"""
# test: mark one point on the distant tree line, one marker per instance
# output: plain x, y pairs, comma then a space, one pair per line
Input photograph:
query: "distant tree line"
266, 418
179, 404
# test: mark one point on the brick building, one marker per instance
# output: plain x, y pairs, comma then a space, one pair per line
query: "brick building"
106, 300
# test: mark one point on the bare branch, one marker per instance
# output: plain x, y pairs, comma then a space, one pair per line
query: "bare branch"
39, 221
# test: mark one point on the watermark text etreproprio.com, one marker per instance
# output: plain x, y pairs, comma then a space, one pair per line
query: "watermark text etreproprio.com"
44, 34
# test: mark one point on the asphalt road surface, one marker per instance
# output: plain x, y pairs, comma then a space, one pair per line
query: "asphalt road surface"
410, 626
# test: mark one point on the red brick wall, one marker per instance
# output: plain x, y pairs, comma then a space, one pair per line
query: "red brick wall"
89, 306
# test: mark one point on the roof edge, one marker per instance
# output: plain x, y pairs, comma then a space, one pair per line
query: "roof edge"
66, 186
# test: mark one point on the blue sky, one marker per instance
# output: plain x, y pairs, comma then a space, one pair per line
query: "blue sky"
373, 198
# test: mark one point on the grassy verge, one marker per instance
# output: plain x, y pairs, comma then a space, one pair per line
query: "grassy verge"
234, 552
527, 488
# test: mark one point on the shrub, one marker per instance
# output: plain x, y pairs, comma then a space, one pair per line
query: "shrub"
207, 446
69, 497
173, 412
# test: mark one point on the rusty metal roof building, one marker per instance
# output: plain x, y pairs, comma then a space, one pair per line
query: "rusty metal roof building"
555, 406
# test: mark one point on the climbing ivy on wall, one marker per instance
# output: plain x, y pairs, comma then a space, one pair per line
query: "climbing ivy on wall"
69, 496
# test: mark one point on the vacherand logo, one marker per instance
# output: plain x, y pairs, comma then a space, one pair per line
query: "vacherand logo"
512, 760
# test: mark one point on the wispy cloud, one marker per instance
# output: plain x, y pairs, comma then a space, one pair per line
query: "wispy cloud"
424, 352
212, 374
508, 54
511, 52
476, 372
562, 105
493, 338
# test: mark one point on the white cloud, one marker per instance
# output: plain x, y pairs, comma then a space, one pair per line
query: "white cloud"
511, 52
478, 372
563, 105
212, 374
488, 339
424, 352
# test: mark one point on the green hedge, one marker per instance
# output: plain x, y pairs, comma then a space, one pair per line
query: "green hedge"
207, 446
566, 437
"""
■ **Problem to solve**
Please set down the whole listing above without altering a single line.

■ **Answer to the exercise**
# test: mark one point on the distant tree line, one marker per instance
# output: plain x, y pairs, comma then a space, one pair per line
Input photograph:
query: "distant tree line"
266, 418
179, 404
# test: mark one point on the brick building, one marker per instance
# output: plain x, y pairs, comma then a space, one pair per line
query: "brick building"
106, 300
# test: mark one point on the bare branch, one marker per instance
# output: plain x, y pairs, comma then a space, one pair per line
query: "bare branch"
39, 221
# test: mark one point on the watermark text etreproprio.com, one marker per instance
# output: plain x, y pairs, comma then a space, one pair per line
query: "watermark text etreproprio.com"
44, 34
# test: mark one point on the asphalt road surface, one marker per instance
# output: plain x, y pairs, comma then a space, one pair per line
query: "asphalt road surface"
410, 626
# test: mark one point on the red brick wall, one marker per instance
# output: plain x, y pairs, comma then a space, one pair per line
query: "red brick wall"
89, 306
# test: mark one point on the roof edge, one marker per instance
# output: plain x, y pairs, comma then a space, one pair per line
query: "roof edge"
66, 186
# test: mark one point on the blue sky, one marker per instance
# output: plain x, y pairs, comma then a space, one pair per line
query: "blue sky"
373, 198
# test: mark one point on the grassy verge, one marker per instance
# output: plain x, y pairs, comma then a space, one pair per line
query: "grassy verge"
234, 552
527, 488
# test: mark one point on the shrub, one marker per instance
# output: plain x, y pairs, comma then a space, one pair per line
query: "shrub"
207, 446
69, 497
173, 412
# test: mark one point on the rusty metal roof building, one marker per instance
# output: plain x, y pairs, comma then a space, one pair per line
query: "rusty metal roof building"
555, 406
# test: mark one point on the climbing ivy on wall, one marker per instance
# output: plain x, y pairs, comma then a space, one pair per line
query: "climbing ivy on wall"
69, 496
# test: mark one point on the vacherand logo, one marker per instance
# output: plain x, y pairs, comma then a space, one pair per line
query: "vacherand logo"
512, 760
# test: mark one point on the wispy cloud, one marker per instance
# output: plain x, y pairs, comma then a space, one pair per line
query: "wispy cloud"
424, 352
212, 374
508, 54
511, 52
476, 372
562, 105
493, 338
# test: mark one point on the white cloud, one marker per instance
# output: plain x, y pairs, comma then a space, one pair per line
query: "white cloud"
511, 52
478, 372
563, 105
212, 374
488, 339
424, 352
# test: mark one point on the green hedge, one marker per instance
# output: plain x, y pairs, comma then a space, one pair per line
query: "green hedge"
207, 446
566, 437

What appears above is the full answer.